▶ Task requirements
Every entry here needs to be repeated exactly.

▶ Task data
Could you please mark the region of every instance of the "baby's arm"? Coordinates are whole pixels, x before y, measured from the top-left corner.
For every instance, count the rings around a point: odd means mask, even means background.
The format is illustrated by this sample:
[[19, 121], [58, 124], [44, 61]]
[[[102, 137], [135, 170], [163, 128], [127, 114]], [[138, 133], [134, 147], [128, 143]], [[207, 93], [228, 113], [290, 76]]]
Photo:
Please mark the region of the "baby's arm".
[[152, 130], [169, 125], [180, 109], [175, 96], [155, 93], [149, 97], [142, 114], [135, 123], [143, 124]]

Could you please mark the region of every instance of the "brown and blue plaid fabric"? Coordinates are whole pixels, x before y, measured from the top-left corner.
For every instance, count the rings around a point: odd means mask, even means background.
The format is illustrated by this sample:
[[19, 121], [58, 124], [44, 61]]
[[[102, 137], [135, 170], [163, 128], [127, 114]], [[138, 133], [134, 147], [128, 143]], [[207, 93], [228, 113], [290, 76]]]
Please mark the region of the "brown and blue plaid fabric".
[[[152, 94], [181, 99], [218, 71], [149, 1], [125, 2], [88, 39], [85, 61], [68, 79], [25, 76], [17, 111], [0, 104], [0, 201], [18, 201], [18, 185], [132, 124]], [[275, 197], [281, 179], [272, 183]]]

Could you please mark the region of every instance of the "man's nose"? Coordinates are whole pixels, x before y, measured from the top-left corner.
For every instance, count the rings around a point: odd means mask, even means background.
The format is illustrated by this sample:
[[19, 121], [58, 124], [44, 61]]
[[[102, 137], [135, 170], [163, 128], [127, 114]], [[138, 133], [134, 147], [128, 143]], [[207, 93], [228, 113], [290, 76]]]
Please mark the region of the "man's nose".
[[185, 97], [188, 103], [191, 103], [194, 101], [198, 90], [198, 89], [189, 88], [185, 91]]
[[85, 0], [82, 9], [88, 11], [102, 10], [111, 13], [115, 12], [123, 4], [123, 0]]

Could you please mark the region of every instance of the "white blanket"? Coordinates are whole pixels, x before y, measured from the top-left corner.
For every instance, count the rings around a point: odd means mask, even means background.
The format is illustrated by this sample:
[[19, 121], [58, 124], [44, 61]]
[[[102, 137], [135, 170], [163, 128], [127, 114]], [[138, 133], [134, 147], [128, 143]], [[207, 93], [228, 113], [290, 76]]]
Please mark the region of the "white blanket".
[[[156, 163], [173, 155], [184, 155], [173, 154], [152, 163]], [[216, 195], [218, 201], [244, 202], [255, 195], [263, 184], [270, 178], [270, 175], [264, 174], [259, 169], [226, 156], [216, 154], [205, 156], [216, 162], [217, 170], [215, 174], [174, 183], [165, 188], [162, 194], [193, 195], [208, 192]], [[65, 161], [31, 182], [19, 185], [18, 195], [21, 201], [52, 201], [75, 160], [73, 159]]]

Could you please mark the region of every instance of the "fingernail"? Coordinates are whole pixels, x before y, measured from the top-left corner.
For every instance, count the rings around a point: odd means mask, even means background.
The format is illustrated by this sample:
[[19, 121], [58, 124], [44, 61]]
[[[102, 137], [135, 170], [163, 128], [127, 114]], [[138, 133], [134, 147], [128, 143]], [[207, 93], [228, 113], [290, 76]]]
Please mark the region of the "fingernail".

▶ The reply
Could you please mark the region of every instance of the "baby's arm"? Coordinates are whole pixels, x before y, measured from the top-left corner.
For every instance, count the rings around a point: odd means mask, even means background.
The format is illustrated by this sample:
[[19, 121], [58, 124], [44, 61]]
[[[102, 137], [135, 170], [163, 128], [127, 114]], [[138, 133], [134, 147], [128, 143]], [[207, 93], [228, 113], [290, 76]]]
Photo:
Please mark the region of the "baby's arm".
[[152, 130], [169, 125], [180, 109], [175, 96], [155, 93], [149, 97], [142, 114], [135, 123], [143, 124]]

Could you please mark the region of every instance of the "brown and blue plaid fabric"? Coordinates are whole pixels, x before y, measured from the top-left corner.
For every instance, count the rings around a point: odd means mask, even means background.
The format is illustrated by this sample:
[[19, 121], [58, 124], [44, 61]]
[[[102, 137], [135, 170], [163, 128], [127, 114]], [[138, 133], [134, 147], [128, 143]], [[207, 93], [228, 113], [290, 76]]]
Please mark the region of the "brown and blue plaid fabric".
[[[152, 94], [181, 99], [218, 71], [149, 1], [125, 2], [88, 39], [85, 61], [68, 79], [25, 76], [17, 111], [0, 104], [0, 201], [18, 201], [18, 185], [132, 124]], [[275, 197], [281, 179], [272, 183]]]

Could you please mark the region of every instance of the "man's nose"? Coordinates are whole pixels, x before y, measured from the top-left corner.
For every instance, count the rings around a point: odd means mask, even means background.
The format is illustrated by this sample:
[[19, 121], [58, 124], [44, 61]]
[[[102, 137], [135, 170], [163, 128], [127, 114]], [[138, 133], [134, 147], [128, 143]], [[207, 93], [228, 113], [290, 76]]]
Please mark the region of the "man's nose".
[[185, 97], [188, 103], [191, 103], [194, 101], [198, 90], [198, 89], [189, 88], [185, 91]]
[[85, 0], [82, 9], [88, 11], [102, 10], [111, 13], [115, 12], [123, 4], [123, 0]]

Could you please mark the region of every instance of the "white blanket"? Coordinates are whole pixels, x before y, measured from the top-left corner.
For every instance, count the rings around a point: odd means mask, even means background.
The format is illustrated by this sample:
[[19, 121], [58, 124], [44, 61]]
[[[102, 137], [135, 170], [163, 128], [127, 114]], [[138, 133], [134, 147], [128, 143]], [[207, 93], [228, 113], [290, 76]]]
Please mark the region of the "white blanket".
[[[156, 163], [173, 155], [184, 155], [173, 154], [152, 163]], [[216, 195], [218, 201], [244, 202], [255, 195], [263, 184], [270, 178], [270, 175], [264, 174], [259, 169], [226, 156], [216, 154], [205, 156], [216, 162], [217, 170], [215, 174], [174, 183], [165, 188], [162, 194], [193, 195], [208, 192]], [[65, 161], [31, 182], [19, 185], [18, 195], [21, 201], [52, 201], [75, 160], [73, 159]]]

Could you please mark the region of every instance of the "fingernail"? Coordinates are whole pixels, x before y, measured from the top-left corner.
For every instance, count the rings around a point: odd means mask, even means background.
The format is illustrated by this sample:
[[19, 121], [58, 124], [44, 61]]
[[[102, 137], [135, 170], [163, 128], [127, 114]], [[138, 133], [134, 147], [128, 143]], [[207, 93], [228, 113], [290, 76]]]
Please mark the region of the "fingernail".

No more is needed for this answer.